__Given instruction__
Reproduce the listing below character for character; drop every image.

BEGIN Task input

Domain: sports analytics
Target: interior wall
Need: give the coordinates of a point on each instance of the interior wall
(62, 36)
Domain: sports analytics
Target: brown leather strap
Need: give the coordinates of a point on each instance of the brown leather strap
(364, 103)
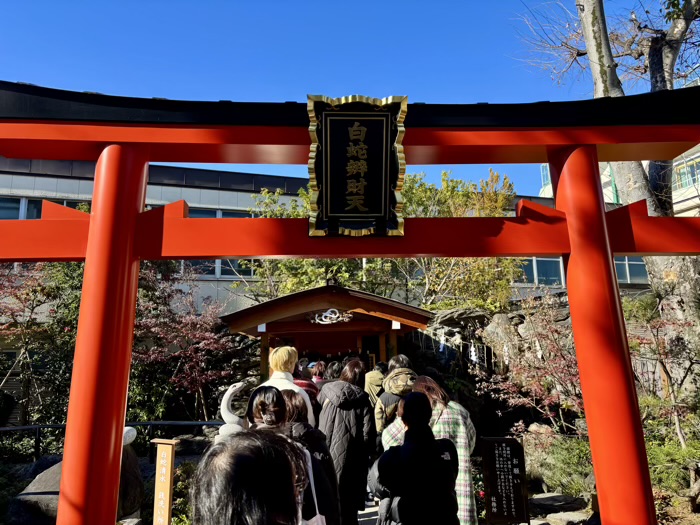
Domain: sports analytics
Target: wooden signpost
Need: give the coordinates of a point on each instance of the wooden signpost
(163, 493)
(504, 481)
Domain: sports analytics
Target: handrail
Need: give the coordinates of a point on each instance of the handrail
(150, 424)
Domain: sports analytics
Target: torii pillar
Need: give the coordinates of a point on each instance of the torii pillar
(97, 406)
(605, 369)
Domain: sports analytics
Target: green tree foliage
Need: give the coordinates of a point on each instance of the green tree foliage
(182, 354)
(430, 282)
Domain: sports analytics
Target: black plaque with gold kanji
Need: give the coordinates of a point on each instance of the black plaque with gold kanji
(356, 165)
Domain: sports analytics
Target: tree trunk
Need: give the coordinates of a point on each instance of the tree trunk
(606, 82)
(675, 280)
(674, 404)
(203, 400)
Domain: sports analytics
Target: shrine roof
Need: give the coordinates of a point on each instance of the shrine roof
(19, 101)
(292, 311)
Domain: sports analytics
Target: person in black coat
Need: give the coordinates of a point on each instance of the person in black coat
(313, 440)
(422, 472)
(348, 423)
(267, 411)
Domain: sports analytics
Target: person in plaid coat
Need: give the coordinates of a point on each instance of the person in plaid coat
(451, 421)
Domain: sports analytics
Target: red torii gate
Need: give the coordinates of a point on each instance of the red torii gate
(125, 134)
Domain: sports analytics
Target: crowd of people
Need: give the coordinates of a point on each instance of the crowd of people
(321, 441)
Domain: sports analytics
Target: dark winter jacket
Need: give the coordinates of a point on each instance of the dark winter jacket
(315, 442)
(346, 420)
(325, 481)
(397, 384)
(422, 473)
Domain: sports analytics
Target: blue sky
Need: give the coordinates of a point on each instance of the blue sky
(275, 51)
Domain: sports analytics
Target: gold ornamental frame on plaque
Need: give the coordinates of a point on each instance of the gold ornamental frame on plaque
(375, 203)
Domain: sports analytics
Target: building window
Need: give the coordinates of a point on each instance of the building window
(631, 270)
(33, 209)
(20, 208)
(9, 208)
(545, 175)
(548, 271)
(543, 271)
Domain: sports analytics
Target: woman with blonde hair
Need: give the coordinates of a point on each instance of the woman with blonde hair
(283, 361)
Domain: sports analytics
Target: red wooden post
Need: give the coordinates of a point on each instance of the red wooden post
(97, 406)
(610, 400)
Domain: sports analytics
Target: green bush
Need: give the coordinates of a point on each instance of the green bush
(10, 486)
(567, 465)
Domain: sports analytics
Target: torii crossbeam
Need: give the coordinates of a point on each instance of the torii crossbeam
(124, 135)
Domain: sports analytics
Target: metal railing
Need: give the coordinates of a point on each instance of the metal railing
(37, 430)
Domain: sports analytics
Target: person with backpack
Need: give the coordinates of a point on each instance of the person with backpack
(420, 474)
(346, 420)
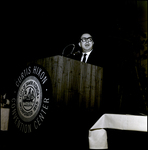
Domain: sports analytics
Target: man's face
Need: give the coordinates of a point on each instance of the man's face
(86, 42)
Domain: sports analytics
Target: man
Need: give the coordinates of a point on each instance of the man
(87, 54)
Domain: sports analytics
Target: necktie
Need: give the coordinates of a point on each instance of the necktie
(84, 58)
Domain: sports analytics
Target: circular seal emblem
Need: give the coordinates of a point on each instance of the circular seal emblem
(31, 100)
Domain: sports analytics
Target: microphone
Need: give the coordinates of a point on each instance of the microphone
(66, 47)
(76, 53)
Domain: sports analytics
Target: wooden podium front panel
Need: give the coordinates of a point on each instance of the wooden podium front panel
(74, 84)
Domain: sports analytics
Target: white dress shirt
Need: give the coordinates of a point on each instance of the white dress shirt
(88, 53)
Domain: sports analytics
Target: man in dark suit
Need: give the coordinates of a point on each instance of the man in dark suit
(87, 54)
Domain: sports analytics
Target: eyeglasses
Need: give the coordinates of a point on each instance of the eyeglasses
(89, 39)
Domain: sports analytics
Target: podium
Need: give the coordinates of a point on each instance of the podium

END Task input

__Exercise answer__
Domain: sports analytics
Target: interior wall
Need: give the coordinates of a point on each instance of the interior wall
(62, 36)
Domain: sports analytics
Target: brown leather strap
Need: give the coordinates of a point on each instance of the brown leather strap
(364, 103)
Domain: sports analytics
Target: wooden signpost
Need: give the coordinates of a point on each instance of the wooden signpost
(163, 493)
(504, 481)
Domain: sports analytics
Target: handrail
Need: give the coordinates of a point on each instance of the handrail
(150, 424)
Domain: sports analytics
Target: torii pillar
Need: give the coordinates of a point on each instance of the torii pillar
(97, 406)
(605, 369)
Domain: sports analytics
Target: green tree foliage
Need: give the coordinates of a point on each instance of the green tree foliage
(182, 354)
(430, 282)
Domain: sports analytics
Target: black plaque with gold kanji
Need: give the coordinates of a point on each instance of the black plaque with gold kanji
(356, 165)
Domain: sports analytics
Target: tree trunk
Need: give the coordinates of a point on each instance of the tree trunk
(606, 82)
(675, 280)
(674, 404)
(203, 400)
Domain: sports analytics
Target: shrine roof
Need: give the coordinates of a point on each instance of the shrine roof
(19, 101)
(292, 311)
Domain: sports analytics
Target: person in black coat
Need: give the coordinates of a point on each instance of the person in black coat
(313, 440)
(422, 472)
(348, 423)
(267, 411)
Domain: sports analytics
Target: person in plaid coat
Need: give the coordinates of a point on each instance of the person in plaid coat
(451, 421)
Domain: sports analytics
Target: red torii gate
Need: give the coordinates of a point on each instance of the red torii gate
(125, 134)
Domain: sports analytics
Target: crowd of people
Need: give the coordinates of a point on each instance of the crowd of people
(321, 441)
Domain: sports analytics
Target: dark winter jacket
Need: give the coordinates of a point on each instance of the dark winter jacket
(315, 442)
(346, 420)
(325, 481)
(397, 384)
(422, 473)
Domain: sports analytics
Target: blue sky
Need: give the coordinates of a point on each instance of the blue sky
(275, 51)
Domain: sports analytics
Target: gold ornamental frame on plaque
Need: give the coordinates of a point on each instance of the gold ornamental frame on plaque
(375, 203)
Domain: sports analytics
Target: building window
Need: give the coordinates of a point on each instance of the building window
(631, 270)
(33, 209)
(20, 208)
(9, 208)
(545, 175)
(548, 271)
(543, 271)
Domain: sports analytics
Target: woman with blonde hair
Need: give the coordinates of a point on each instance of the woman with blonde hair
(283, 361)
Domain: sports analytics
Target: red wooden post
Need: give the coordinates of a point on each instance of the red wooden post
(97, 406)
(610, 400)
Domain: sports analytics
Target: green bush
Need: give the coordinates of a point on each instance of the green bush
(10, 486)
(567, 465)
Domain: sports analytics
Target: torii crossbeam
Need: give the coordinates of a point on each instance of the torii crossbeam
(124, 135)
Domain: sports analytics
Target: metal railing
Need: give the coordinates of a point on each instance of the metal railing
(37, 430)
Domain: sports analytics
Target: person with backpack
Need: give the coordinates of a point on each instance of the person with backpack
(420, 474)
(346, 420)
Domain: sports analytics
Target: man's face
Need: give the coordinates of a point on each instance of the man's face
(86, 42)
Domain: sports analytics
Target: man
Need: give the coordinates of a point on each instance of the man
(87, 54)
Domain: sports analytics
Target: necktie
Need: give the coordinates of a point on each instance of the necktie
(84, 58)
Domain: sports analytics
Target: circular seal emblem
Need: give the coordinates of a point on each instance of the circular seal emblem
(31, 100)
Domain: sports analytics
Target: microphone
Need: give the coordinates of a point on each instance of the microphone
(66, 47)
(76, 53)
Domain: sports analytics
Target: wooden podium front panel
Need: give the coordinates of a point on each instance of the wooden podium front panel
(74, 84)
Domain: sports analytics
Target: white dress shirt
Need: give the coordinates of a point on each instance of the white dress shirt
(88, 53)
Domain: sports analytics
Target: man in dark suit
Need: give the coordinates of a point on each instance of the man in dark suit
(87, 54)
Domain: sports analytics
Target: eyeglasses
Need: give the coordinates of a point on each instance of the eyeglasses
(89, 39)
Domain: sports analytics
Target: podium
Need: give the coordinates of a point on each instance of the podium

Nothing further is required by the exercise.